Defendant nonetheless attempts to distinguish the instant case from Blankenship. He notes the trial court's statements in Blankenship did not constitute a guarantee counsel would be reinstated at “any time during trial[.]” Even so, Defendant fails to distinguish the instant case from Blankenship on the key point cited above – Defendant was not incentivized to waive counsel by the trial court's statement, but rather did so despite the repeated warnings of the trial court.
Furthermore, Defendant overlooks the pre-trial proceedings a month later on 22 February 2018. Prior to the 22 February 2018 trial, the trial court revisited Defendant's waiver of counsel, including repeating the colloquy with Defendant and confirming Defendant understood his right to counsel and desired to waive that right. The trial court further emphasized: “please make sure that you understand totally, sir, that from this point on, you've waived counsel.” Finally, the trial court asked Defendant: “Do you understand that you've reached the point of no return in terms of your waiving your right to a lawyer?” Defendant responded: “I understand.”
At no time did Defendant indicate any reliance on the trial court's statement regarding standby counsel made at the January hearing. To the contrary, Defendant unequivocally stated his understanding he was waiving his right to a lawyer and was at “the point of no return” in that decision. Furthermore, when requesting to withdraw his waiver, Defendant made no mention of the trial court's earlier statement at the January hearing. In light of the absence of any showing in the Record Defendant detrimentally relied on the trial court's statement, we conclude Defendant's constitutional rights were not violated by the trial court's denial of his request to withdraw his waiver of counsel.

[Stored data]
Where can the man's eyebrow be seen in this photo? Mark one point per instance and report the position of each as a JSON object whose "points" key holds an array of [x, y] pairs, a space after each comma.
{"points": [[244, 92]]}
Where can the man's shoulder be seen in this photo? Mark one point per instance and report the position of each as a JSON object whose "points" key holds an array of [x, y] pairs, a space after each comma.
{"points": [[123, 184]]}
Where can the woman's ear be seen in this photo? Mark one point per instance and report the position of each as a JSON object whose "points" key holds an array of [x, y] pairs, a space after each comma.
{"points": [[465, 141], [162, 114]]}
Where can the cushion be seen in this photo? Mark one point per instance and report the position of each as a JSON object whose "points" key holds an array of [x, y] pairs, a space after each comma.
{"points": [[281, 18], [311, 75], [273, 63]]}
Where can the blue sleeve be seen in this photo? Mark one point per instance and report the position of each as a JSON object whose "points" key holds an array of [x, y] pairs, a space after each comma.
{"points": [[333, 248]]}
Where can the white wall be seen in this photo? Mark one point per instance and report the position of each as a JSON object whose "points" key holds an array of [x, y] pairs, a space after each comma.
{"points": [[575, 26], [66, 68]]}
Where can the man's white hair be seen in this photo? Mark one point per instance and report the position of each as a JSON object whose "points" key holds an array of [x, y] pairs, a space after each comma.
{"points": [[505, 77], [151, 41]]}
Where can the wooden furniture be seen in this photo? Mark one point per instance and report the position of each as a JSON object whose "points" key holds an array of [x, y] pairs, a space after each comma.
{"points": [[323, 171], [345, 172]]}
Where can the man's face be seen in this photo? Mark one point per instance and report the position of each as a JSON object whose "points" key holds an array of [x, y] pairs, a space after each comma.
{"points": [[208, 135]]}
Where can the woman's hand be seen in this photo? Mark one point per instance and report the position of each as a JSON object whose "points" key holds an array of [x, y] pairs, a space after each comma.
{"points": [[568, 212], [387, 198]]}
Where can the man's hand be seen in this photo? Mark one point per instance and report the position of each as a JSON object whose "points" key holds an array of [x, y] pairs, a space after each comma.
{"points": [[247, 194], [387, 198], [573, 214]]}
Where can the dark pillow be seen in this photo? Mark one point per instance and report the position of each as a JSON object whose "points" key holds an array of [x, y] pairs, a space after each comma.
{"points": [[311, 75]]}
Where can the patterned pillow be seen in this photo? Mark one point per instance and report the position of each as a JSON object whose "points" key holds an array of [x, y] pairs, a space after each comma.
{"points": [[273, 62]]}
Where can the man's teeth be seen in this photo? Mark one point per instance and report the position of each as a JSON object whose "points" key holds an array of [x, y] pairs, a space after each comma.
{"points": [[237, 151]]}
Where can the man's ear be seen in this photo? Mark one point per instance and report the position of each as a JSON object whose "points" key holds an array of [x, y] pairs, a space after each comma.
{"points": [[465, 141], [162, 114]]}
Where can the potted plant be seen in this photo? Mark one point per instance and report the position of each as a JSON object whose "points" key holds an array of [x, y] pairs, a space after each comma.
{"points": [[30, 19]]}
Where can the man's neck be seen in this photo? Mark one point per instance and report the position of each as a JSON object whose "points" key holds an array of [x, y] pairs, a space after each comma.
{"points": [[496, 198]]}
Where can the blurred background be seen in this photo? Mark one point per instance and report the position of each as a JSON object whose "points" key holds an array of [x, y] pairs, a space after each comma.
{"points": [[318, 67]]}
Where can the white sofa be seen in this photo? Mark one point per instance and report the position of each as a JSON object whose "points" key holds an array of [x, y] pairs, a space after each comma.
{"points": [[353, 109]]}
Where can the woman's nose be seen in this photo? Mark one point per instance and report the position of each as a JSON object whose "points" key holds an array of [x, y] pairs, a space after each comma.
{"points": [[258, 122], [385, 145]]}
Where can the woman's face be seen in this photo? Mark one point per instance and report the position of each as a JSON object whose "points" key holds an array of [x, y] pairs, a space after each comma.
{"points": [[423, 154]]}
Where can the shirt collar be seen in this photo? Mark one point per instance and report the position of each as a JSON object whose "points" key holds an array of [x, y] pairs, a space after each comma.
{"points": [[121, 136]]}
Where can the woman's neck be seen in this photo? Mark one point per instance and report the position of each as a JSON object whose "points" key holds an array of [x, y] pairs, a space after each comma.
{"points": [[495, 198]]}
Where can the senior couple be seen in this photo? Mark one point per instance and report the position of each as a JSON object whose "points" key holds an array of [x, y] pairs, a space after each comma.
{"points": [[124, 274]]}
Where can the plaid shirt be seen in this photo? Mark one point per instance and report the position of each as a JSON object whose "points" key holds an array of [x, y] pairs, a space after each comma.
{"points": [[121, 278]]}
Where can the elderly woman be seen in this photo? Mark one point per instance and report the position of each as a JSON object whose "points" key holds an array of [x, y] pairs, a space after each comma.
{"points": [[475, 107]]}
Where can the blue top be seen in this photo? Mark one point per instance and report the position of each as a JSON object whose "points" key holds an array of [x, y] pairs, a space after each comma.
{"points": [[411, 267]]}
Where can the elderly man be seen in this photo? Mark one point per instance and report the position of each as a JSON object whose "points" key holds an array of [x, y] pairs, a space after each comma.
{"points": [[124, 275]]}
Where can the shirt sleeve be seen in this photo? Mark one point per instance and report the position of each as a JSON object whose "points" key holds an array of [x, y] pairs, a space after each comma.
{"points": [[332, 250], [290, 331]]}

**Stated exercise**
In the text on waiving counsel, list each remark quoted in the paragraph about the 22 February 2018 proceedings, and say who said each one. Work only from the text on waiving counsel, not from the listing.

**Exercise result**
- The trial court: "please make sure that you understand totally, sir, that from this point on, you've waived counsel."
- The trial court: "Do you understand that you've reached the point of no return in terms of your waiving your right to a lawyer?"
- Defendant: "I understand."